**EXERCISE REQUIREMENTS:**
A. In the commentary on the manifesto, condense the paragraph beginning "A shortcoming that catches my eye" into a short bulleted list that keeps its main facts.
B. Carry the commentary on the manifesto forward, writing what follows its final sentence.

**READING PASSAGE:**

*****

No mention has been made in the manifesto of public-private cooperation projects that have provoked much debate and have imposed a heavy burden on the budget. This is also an issue that is sparking debate in the world. Some countries forbid public-private cooperation projects. As you know, many projects from the third bridge to the third airport and city hospitals to the gulf bridge were carried out with loans taken from state banks and guaranteed crossings, passengers and patients given in dollars. According to Development Ministry data, the total contract value of public-private cooperation projects amounts to 129.5 billion dollars. As to the investment value of these contracts, it is 58.6 billion dollars, equivalent to around 45% of the contract value. So, the state waives income of 129.5 billion dollars that will enter its coffers from bridges, airports, highways and harbours for 20-25 years and says to the private sector, “Come and invest 59 billion dollars. Find loans and you do it.” Moreover, it guarantees the income and the loans. A total of 6.2 billion lira have been allocated in the budget for payments committed to under these projects.in the 2018 budget. There is a need to revise these contracts to reduce the budget deficit.
A shortcoming that catches my eye is the lack of mention of tax injustice. Turkey is one of the countries in the world that is in the worst position in this regard. Of taxes totalling 536 billion lira that were collected in 2017, 360 billion came from indirect taxes, most notably VAT and Special Consumption Tax. Corporations paid 52 billion lira, and wage earners 67. A wide-ranging tax reform is essential for a fair distribution. There is a need to reduce the tax burden on the poor, especially by reducing indirect tax, and increasing the tax levied on the rich.

*****

**DATA SECTION:**
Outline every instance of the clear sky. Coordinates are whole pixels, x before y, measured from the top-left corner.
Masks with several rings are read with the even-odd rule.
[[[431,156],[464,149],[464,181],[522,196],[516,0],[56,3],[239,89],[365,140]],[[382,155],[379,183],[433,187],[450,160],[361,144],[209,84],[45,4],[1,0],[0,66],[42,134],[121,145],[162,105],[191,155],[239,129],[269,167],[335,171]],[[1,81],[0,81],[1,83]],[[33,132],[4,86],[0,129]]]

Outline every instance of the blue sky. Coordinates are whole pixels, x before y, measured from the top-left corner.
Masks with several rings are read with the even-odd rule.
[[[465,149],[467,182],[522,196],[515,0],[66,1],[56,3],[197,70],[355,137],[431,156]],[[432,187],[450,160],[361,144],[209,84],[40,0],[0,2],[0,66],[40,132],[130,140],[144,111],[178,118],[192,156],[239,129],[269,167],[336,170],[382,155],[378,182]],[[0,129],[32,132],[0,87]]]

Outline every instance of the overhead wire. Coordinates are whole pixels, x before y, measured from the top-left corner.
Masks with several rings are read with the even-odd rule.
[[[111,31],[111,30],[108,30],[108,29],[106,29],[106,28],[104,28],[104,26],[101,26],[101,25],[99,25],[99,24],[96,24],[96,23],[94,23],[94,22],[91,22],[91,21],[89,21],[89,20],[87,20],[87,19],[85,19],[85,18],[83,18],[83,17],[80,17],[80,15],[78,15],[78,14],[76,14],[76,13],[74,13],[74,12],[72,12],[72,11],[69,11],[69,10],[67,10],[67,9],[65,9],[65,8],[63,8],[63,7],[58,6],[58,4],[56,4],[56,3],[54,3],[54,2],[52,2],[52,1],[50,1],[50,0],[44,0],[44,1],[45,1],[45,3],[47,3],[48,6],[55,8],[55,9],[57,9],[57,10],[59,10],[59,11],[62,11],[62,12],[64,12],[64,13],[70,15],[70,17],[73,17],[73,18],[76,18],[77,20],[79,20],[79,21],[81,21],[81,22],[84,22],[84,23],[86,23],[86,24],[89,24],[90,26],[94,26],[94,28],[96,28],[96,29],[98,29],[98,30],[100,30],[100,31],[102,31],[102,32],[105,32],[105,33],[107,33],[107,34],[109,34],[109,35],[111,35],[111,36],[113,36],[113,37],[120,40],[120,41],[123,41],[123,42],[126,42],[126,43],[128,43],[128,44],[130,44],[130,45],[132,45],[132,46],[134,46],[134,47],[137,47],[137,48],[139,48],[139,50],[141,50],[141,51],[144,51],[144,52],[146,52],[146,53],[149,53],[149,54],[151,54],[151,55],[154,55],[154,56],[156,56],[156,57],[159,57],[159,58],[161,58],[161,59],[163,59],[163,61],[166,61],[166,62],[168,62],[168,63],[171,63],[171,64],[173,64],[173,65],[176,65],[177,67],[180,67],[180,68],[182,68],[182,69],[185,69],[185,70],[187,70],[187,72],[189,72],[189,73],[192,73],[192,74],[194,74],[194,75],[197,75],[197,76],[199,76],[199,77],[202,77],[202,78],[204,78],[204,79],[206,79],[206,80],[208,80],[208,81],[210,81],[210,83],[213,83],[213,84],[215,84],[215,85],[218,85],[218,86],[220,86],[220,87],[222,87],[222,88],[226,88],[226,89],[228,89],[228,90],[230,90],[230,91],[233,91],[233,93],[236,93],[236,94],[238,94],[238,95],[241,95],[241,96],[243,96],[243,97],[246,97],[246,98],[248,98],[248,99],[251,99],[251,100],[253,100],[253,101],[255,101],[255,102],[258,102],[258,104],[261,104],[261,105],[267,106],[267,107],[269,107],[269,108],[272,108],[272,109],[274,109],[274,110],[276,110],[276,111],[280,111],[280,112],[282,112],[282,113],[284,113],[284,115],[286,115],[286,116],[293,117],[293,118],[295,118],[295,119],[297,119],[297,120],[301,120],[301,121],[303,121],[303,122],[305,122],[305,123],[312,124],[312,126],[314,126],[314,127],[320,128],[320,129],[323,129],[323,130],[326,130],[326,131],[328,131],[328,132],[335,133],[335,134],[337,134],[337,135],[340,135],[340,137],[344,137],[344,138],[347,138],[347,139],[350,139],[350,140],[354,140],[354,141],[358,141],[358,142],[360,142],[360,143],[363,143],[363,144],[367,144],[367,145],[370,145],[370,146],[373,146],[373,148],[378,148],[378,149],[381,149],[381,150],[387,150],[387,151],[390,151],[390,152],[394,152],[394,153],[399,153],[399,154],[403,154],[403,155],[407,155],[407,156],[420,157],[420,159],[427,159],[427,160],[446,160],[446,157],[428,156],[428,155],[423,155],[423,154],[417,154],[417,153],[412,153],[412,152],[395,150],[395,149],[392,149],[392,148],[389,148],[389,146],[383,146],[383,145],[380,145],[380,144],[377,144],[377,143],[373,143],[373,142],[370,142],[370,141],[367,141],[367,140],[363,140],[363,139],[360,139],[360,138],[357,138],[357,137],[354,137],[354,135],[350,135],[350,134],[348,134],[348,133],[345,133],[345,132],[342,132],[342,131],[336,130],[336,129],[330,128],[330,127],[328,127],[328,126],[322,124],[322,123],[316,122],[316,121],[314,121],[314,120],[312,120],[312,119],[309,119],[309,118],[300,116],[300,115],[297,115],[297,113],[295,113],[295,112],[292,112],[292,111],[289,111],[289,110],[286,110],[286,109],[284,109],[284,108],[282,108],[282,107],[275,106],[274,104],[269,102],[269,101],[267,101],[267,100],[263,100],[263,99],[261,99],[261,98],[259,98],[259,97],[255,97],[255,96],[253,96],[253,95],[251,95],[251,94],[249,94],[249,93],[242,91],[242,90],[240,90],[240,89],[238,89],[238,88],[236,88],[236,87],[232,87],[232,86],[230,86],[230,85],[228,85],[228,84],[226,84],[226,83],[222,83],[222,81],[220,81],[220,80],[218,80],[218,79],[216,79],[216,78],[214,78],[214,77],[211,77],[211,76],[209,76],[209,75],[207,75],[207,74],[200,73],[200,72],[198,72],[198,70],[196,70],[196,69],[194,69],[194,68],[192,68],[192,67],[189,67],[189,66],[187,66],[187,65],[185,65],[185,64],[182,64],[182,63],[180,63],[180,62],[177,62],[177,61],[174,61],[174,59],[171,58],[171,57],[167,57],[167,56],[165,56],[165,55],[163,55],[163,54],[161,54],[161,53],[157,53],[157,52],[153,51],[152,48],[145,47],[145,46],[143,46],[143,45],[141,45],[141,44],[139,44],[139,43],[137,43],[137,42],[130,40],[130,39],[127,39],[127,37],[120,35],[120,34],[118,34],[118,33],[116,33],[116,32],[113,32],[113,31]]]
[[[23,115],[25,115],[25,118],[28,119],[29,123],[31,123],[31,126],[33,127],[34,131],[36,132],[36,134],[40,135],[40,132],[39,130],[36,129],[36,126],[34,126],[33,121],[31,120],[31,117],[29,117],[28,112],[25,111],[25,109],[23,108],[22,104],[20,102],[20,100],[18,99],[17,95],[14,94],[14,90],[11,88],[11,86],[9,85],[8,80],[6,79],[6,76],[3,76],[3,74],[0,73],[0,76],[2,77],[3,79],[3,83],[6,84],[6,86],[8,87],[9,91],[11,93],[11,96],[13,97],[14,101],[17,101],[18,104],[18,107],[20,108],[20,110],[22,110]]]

*****

**EXERCISE ANSWERS:**
A.
- The manifesto does not mention tax injustice, an area where Turkey is among the worst-positioned countries in the world.
- Of 536 billion lira in taxes collected in 2017, 360 billion came from indirect taxes, chiefly VAT and Special Consumption Tax.
- Corporations paid 52 billion lira and wage earners 67 billion.
- A wide-ranging tax reform is essential for fair distribution: lower the burden on the poor, especially by cutting indirect taxes, and raise taxes on the rich.

B.
SPORT: THOSE WITH CLOSE CONNECTIONS TO THE FAMILY WILL NOT BECOME CHAMPION
CUMHURİYET SPORT EDITOR ARİF KIZILYALIN: Presidential candidate Mr İnce has taken an important step by mentioning sport in his election manifesto, because sport has virtually been relegated to the background in politics since 2003. Mr İnce has given the good tidings that there will be an end to this business in which merit counts for nothing and there is a departure from the law and justice and there will be a straightening out of the pumped-up dirty state of affairs in football. It appears that, if İnce comes to power, federation chairs in Turkey will be chosen in genuine and not sham elections. Those with close connections to the family will not set up clubs and contest the league championship. And, for sure, the Passolig system, unequalled in the world, will be thrown in the dustbin of history.